- [Assignment]: All lines up to and including the one that contains "170 209 L 85" are to be transcribed exactly, starting from the first line of the records.

------ Data under study ------

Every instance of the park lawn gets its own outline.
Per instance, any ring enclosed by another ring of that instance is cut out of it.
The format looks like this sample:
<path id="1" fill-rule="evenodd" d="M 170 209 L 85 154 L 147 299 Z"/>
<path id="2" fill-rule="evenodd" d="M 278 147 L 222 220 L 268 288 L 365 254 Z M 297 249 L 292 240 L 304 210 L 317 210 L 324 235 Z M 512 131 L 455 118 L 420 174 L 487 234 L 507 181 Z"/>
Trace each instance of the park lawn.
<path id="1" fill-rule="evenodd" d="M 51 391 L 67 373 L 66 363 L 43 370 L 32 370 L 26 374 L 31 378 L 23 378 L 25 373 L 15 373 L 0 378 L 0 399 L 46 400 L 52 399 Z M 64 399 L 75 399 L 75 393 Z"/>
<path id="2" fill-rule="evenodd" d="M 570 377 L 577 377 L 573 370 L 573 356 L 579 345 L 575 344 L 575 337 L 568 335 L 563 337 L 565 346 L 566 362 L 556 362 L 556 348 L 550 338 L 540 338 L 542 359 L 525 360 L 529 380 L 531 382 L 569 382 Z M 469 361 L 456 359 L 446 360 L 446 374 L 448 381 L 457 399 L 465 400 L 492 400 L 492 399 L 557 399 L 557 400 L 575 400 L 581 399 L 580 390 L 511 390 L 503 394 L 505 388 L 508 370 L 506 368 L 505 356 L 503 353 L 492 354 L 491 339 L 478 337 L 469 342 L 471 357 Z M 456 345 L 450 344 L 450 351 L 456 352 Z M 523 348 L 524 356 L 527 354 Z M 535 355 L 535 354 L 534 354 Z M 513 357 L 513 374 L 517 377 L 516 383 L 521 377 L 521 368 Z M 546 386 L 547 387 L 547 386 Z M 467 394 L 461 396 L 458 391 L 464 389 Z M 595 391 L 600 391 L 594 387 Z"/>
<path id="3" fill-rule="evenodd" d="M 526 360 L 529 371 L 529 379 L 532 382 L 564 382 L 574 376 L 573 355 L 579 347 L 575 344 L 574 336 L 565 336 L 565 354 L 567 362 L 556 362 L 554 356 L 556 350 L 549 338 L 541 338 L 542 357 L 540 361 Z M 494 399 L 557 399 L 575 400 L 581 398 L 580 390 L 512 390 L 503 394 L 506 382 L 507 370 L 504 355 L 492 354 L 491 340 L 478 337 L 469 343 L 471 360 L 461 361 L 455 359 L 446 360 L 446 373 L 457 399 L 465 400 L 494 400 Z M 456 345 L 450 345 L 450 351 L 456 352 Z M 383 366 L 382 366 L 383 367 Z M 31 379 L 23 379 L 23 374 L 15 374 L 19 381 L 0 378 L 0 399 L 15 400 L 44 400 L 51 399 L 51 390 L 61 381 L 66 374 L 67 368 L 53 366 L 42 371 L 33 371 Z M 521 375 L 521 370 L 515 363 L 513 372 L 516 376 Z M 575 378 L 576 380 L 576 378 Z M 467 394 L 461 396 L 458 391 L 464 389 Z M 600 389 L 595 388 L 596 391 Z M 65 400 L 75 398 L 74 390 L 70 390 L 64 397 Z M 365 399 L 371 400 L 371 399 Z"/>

------

- [Task solution]:
Every instance of the park lawn gets its own outline.
Per instance, any ring enclosed by another ring of that instance is cut out of it.
The format looks like this sample:
<path id="1" fill-rule="evenodd" d="M 170 209 L 85 154 L 147 299 Z"/>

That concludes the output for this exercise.